▶ _Goal_
List each line of the entries below that contains the word "floral" and copy it in full. Case counts.

▶ _Data for the task_
==========

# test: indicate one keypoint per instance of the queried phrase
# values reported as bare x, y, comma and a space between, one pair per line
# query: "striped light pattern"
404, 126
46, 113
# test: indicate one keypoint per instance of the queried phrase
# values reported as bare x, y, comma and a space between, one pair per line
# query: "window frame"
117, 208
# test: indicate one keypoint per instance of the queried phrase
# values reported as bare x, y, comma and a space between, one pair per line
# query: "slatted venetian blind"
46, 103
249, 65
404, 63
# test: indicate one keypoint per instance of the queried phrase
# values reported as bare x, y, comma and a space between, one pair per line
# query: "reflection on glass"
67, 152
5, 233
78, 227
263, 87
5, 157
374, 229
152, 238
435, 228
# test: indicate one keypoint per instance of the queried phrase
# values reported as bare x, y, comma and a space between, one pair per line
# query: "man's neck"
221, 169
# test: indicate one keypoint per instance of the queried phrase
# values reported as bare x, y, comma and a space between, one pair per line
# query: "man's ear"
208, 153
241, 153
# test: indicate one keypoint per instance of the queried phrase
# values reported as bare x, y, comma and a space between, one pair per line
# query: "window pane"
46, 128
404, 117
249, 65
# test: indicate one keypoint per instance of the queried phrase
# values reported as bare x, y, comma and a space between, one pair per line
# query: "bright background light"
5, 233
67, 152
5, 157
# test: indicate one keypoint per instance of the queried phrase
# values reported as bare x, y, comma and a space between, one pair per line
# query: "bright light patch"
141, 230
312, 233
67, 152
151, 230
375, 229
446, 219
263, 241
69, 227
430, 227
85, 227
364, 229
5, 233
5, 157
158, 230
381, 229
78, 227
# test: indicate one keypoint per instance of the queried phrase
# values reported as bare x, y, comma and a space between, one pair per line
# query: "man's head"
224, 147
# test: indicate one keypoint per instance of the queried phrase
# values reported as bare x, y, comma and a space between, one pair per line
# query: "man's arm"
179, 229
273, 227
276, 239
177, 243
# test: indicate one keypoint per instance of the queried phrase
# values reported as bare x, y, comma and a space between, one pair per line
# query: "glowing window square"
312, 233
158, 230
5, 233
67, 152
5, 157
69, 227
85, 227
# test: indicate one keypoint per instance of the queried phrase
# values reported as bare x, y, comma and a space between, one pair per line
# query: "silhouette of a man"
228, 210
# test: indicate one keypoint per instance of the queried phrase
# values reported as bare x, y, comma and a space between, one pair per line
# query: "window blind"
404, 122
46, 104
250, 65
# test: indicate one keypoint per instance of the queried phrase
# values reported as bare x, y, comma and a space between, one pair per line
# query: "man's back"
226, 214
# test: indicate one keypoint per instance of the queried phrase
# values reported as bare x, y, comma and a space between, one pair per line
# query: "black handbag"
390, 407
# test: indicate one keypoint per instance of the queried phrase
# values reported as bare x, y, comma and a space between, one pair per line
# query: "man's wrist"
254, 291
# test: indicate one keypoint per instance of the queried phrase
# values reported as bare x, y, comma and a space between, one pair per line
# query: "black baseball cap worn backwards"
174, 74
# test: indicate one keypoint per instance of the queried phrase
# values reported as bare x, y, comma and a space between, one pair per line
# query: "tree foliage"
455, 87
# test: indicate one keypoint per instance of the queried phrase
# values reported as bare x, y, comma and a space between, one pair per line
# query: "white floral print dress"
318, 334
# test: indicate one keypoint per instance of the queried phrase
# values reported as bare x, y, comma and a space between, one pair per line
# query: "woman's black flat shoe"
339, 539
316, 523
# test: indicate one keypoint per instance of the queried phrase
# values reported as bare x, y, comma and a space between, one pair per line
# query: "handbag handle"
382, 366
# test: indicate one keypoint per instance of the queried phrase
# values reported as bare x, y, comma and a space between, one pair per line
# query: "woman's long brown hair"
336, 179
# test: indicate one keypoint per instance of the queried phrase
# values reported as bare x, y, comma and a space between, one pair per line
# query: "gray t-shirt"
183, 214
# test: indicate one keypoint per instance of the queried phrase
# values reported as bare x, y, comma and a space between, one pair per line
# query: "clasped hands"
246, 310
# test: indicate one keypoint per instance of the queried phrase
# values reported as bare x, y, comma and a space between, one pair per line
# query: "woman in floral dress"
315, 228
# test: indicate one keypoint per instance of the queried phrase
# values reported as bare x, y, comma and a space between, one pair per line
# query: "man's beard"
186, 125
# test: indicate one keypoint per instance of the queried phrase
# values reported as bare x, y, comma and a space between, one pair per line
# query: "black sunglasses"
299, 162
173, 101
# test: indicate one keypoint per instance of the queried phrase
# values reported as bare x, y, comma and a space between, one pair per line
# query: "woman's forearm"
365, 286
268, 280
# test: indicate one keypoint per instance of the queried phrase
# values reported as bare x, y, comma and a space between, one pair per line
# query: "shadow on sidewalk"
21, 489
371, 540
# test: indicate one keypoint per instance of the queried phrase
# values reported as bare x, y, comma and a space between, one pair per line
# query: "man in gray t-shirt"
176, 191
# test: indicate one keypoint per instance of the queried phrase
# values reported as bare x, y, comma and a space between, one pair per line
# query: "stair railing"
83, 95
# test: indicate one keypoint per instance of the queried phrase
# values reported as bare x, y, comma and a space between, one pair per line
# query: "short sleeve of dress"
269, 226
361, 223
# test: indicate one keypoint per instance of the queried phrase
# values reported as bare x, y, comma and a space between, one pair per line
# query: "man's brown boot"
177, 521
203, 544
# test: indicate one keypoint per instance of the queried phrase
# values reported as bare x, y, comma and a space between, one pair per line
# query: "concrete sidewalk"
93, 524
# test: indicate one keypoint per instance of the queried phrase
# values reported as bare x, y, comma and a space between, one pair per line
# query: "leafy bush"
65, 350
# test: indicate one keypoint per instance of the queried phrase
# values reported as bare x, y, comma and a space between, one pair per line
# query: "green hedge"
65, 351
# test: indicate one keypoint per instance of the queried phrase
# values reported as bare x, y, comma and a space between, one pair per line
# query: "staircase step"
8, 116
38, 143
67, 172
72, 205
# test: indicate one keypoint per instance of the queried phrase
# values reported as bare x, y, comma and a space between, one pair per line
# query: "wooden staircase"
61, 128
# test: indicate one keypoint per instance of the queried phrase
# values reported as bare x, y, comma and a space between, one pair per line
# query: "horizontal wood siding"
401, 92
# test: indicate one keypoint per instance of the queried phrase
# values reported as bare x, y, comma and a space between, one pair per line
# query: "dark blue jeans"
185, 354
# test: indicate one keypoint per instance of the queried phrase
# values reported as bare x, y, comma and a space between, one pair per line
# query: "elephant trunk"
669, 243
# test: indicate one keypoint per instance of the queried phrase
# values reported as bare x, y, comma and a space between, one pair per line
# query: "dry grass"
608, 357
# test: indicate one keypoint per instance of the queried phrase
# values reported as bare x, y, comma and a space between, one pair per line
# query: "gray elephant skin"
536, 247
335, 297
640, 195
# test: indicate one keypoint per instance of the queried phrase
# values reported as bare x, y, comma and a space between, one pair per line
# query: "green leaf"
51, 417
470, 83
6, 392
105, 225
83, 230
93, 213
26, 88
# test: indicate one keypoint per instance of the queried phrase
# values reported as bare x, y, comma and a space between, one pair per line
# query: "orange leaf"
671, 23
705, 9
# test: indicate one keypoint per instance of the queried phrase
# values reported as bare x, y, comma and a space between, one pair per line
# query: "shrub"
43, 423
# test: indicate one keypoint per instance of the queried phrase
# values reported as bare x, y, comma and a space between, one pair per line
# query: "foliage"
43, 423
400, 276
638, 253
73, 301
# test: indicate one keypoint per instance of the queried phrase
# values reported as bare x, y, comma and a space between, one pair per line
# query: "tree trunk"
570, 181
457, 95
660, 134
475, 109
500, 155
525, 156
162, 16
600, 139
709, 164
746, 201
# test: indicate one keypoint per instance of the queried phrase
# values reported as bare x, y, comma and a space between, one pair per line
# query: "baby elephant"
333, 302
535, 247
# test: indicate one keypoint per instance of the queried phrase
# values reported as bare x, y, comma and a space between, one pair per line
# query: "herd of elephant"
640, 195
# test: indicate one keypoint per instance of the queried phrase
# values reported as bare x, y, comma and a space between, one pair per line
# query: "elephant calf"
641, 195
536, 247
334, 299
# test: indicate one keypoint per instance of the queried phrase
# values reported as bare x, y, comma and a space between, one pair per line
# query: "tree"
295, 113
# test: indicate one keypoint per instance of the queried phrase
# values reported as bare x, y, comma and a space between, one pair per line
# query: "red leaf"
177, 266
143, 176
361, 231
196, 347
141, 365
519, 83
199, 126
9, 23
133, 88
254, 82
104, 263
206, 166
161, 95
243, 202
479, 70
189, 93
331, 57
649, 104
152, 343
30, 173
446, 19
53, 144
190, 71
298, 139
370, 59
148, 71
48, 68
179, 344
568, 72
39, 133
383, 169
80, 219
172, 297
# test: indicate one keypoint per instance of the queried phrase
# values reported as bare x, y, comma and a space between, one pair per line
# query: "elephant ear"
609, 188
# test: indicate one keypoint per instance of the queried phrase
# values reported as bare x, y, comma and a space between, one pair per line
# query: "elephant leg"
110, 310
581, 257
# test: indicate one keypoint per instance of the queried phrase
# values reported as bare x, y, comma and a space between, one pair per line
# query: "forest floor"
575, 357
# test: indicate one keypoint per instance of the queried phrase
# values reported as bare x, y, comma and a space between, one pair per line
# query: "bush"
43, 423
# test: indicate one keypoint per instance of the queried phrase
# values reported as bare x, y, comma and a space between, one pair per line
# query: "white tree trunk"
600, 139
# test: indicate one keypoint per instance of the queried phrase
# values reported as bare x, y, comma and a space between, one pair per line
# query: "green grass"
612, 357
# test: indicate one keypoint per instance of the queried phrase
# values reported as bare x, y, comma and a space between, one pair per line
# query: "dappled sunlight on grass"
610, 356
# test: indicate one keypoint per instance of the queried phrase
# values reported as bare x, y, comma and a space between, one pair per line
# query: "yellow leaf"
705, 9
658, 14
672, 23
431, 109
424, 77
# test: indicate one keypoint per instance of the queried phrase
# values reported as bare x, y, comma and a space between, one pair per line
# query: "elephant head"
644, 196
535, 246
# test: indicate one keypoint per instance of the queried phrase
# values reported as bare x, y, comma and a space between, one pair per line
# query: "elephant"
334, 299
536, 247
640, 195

==========

▶ _Worked solution_
# query: "white floral print dress"
# query: "woman in floral dress"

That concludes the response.